◆ ОПИСАНИЕ ЗАДАНИЯ
Найдите в материале все строки, где встречается слово "answer", и выпишите их. Регистр букв учитывается.

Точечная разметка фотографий
↓↓↓

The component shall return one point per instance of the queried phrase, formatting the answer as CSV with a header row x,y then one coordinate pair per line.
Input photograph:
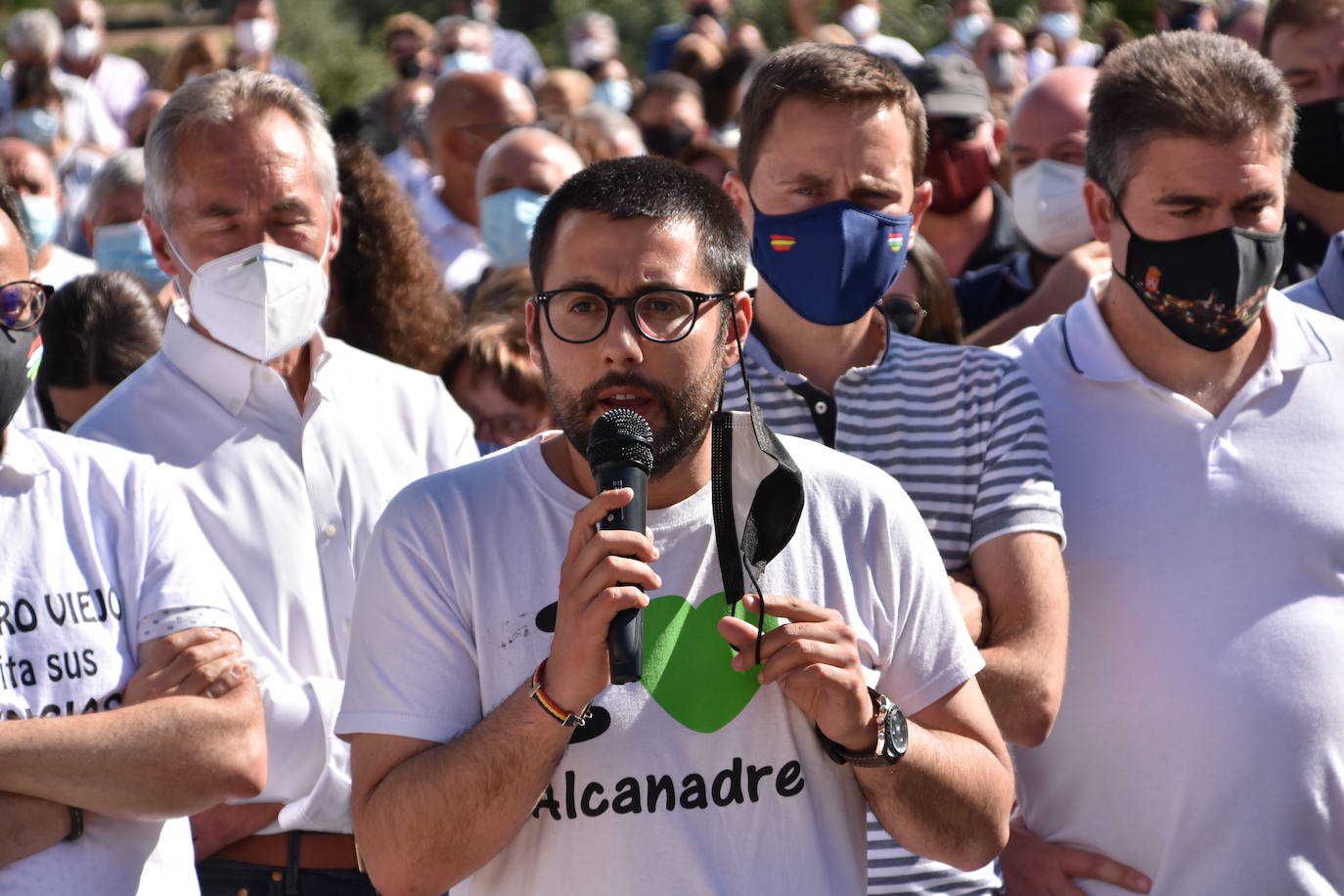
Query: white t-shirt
x,y
1200,738
288,500
97,559
696,780
64,267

↑↑↑

◆ РАЗОБРАННЫЙ ОТВЕТ
The component shall return one point per instance of the queried phrase, formatting the answer as CSV with a header row x,y then one coordinate pair per line.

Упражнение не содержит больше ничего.